§ **Text excerpt**:
────────────────
Nothing special really, just a 15 watt CRATE along with a Morgan strat-copy. But hey, I'm glad. Too bad I havn't got a story behind it though.


----------



## marantz1300

My first amp was A Mesa Boogie Studio Pre 50/50 head.I bought them at a Boot Sale for £100. I didn't play guitar at the time, just want ed the power amp to try with my hi fi. About six months later I became curious to try a guitar through them. That got me hooked. Since then I have added my 74 Hiwatt to it.Another boot sale buy.£65.I still have both.I'm on here to learn about Marshalls.I might trade/sell one day.


----------



## liamlw

My first amp is my JCM800 4010 1x12 Combo version of a 2204, comes with a G12-65 Rola Celestion and is open back. It was given to me by a good family friend. He bought it back brand new sometime in 1983


----------



## Dopefish76

Well, I could say I had 2 first amps. When I was 14 I wanted to learn guitar, so I went and bought myself a Hohner classical. My brother, not to be outdone by me, comes home from Guitar Center with a Jackson jam pack of some kind. Had a Fender Frontman 10 watt. So of course he wasn't really serious, I was, so his Jackson AND his amp started sleeping in my room. After a while I was becoming curious about amps and things and a friend turned me on to a Line 6 Spider I. He had the 112, I figured it would be louder with 210's. These days I'm more discerning when it comes to amps and tone, but I have to admit, that little modeling amp paved the way for my tone addiction. It was from the Recto channel that my quest for a tube amp was born. I still have both the Fender and the Line 6.


----------



## Tommy Boy

My first amp (Christmas, '76) was little Rickenbacker 10- or 15-watt practice amp (does Rickenbacker even make amps anymore)? I traded up for a Peavey Standard (100-watt head with a 2x12 cab) that I hung onto for about 10 years. I used to brag that with my DOD distortion and 6-band MXR EQ I could make the Peavey sound "just like a Marshall." NOT! When I started gigging again seriously in '02 I bought the first version of the Fender CyberTwin, which (IMHO) is a really nice, versatile amp with some great Marshall-esque tones. I then finally came to my senses and upgraded to the TSL100 in 2005 and have been hooked since! So I took a circuitous path to find the right amp, and I'm thrilled with the TSL.
────────────────
§ **Rows**:
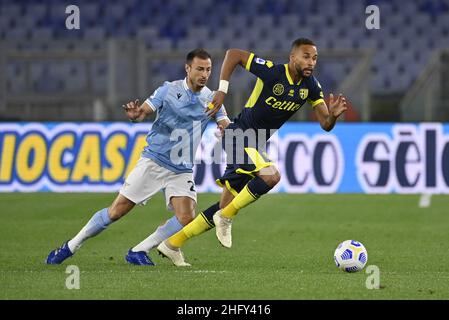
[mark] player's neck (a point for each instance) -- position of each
────────────────
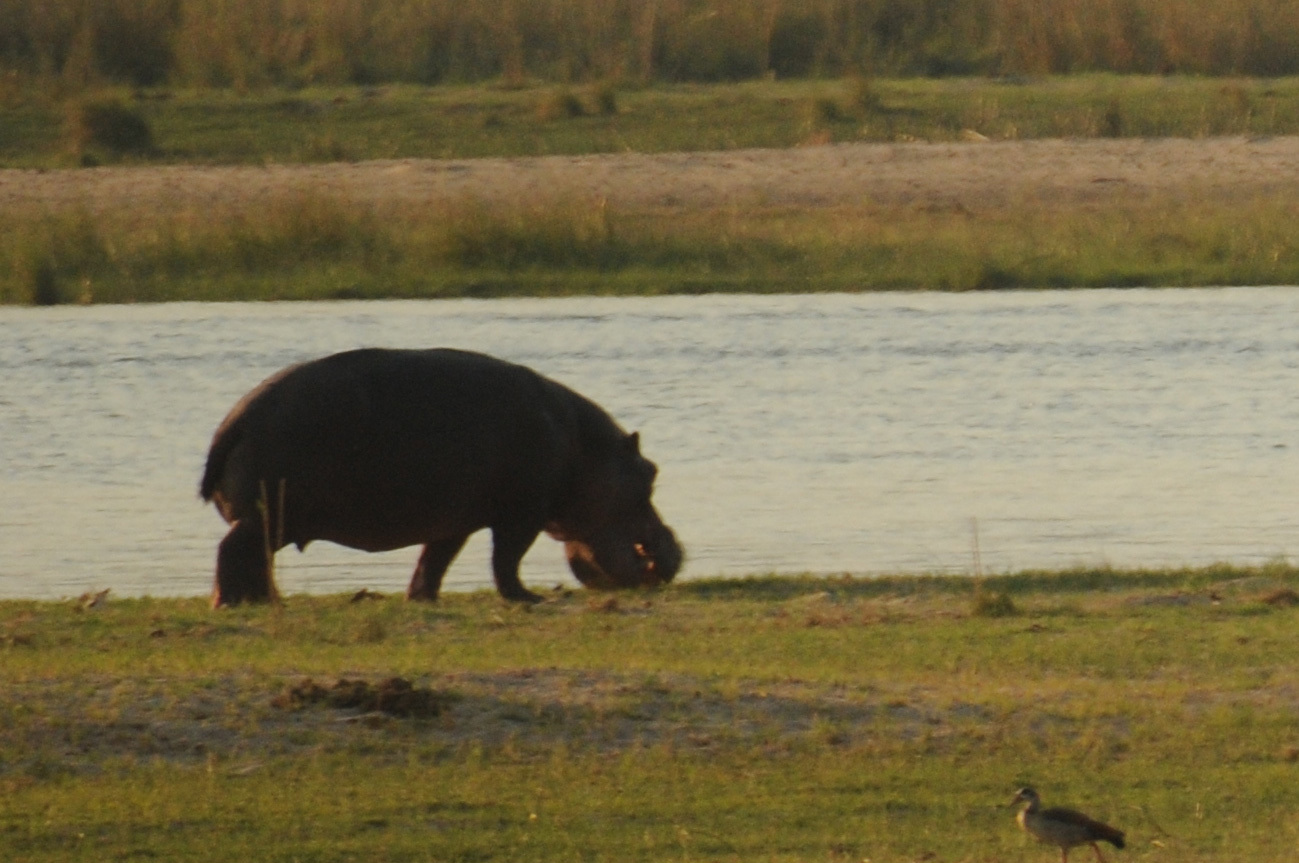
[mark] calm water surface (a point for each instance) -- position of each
────────────────
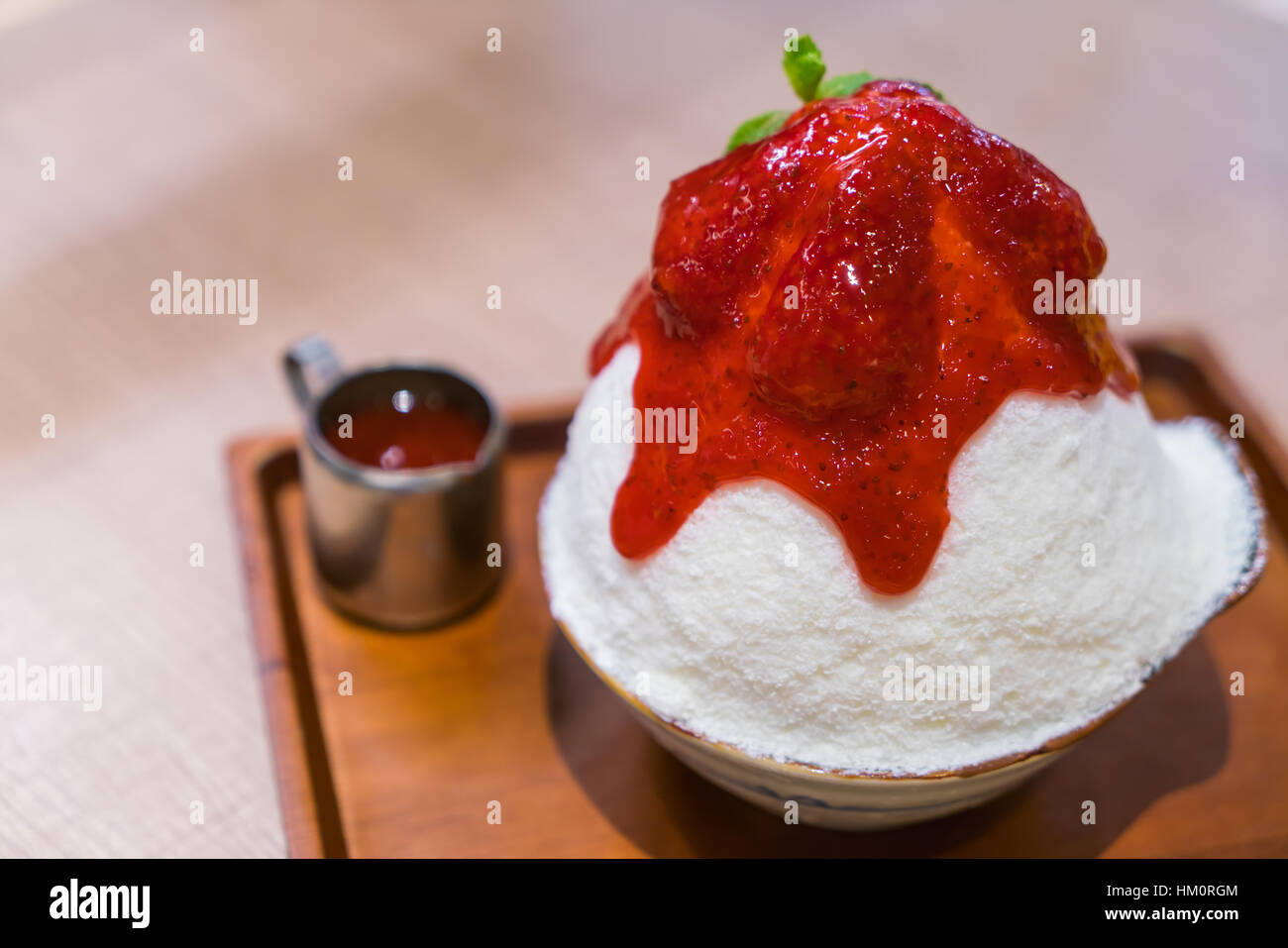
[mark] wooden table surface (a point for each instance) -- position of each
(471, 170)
────────────────
§ **Tasks to perform**:
[A] Write out the passage of the forum thread about first amps from "Well, I could" to "the Line 6.", word for word.
[B] Pick up the forum thread about first amps right after its final sentence and keep it going.

§ **Answers**:
[A]
Well, I could say I had 2 first amps. When I was 14 I wanted to learn guitar, so I went and bought myself a Hohner classical. My brother, not to be outdone by me, comes home from Guitar Center with a Jackson jam pack of some kind. Had a Fender Frontman 10 watt. So of course he wasn't really serious, I was, so his Jackson AND his amp started sleeping in my room. After a while I was becoming curious about amps and things and a friend turned me on to a Line 6 Spider I. He had the 112, I figured it would be louder with 210's. These days I'm more discerning when it comes to amps and tone, but I have to admit, that little modeling amp paved the way for my tone addiction. It was from the Recto channel that my quest for a tube amp was born. I still have both the Fender and the Line 6.

[B]
----------



## ttercero

My first and actual amp is a 30 watt marshall...its kinda crappy but im 14 years old and marshalls are very very expensive here,i was expecting to have like a behringer 10 watt or something like that but we found this 30 watt marshall for 125 dollars and its real price is around 340...so i was like very happy cause it was a marshall and i simply love it...i use it with a stratocaster copy that i bought for 50 dollars and it sounds better than a squier and i thought it sucked...the truth is that i see you all with all your stacks and heads and valve amps and i would like to have one of those but im very grateful for the little and cheap things i have...its a marshall and it was the first so that makes me happy....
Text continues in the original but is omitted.